• [WHAT NEEDS TO BE DONE] Lines that contain "below" are to be copied from the material, every one of them.

• [DATA TO USE]
-=-=-

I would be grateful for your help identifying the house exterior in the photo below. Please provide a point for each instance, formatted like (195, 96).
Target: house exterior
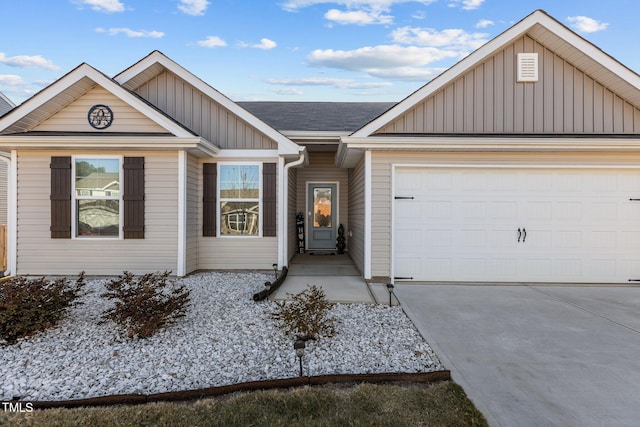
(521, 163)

-=-=-

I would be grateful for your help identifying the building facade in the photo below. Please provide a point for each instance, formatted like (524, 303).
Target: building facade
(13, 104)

-=-=-

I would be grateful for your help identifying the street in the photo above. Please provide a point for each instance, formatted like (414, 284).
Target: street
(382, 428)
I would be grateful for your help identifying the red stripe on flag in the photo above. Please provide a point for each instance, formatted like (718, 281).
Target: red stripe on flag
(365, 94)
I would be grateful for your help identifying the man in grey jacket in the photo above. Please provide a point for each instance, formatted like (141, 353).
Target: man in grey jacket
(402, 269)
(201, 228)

-=-=-

• [ANSWER FOR THIS EXERCISE]
I would be grateful for your help identifying the house exterior in the photo below. Please provide a point for each instance, formatted like (195, 96).
I would be grateful for your help identifying the building facade in the photo below. Please provide a point for each instance, formatted like (524, 303).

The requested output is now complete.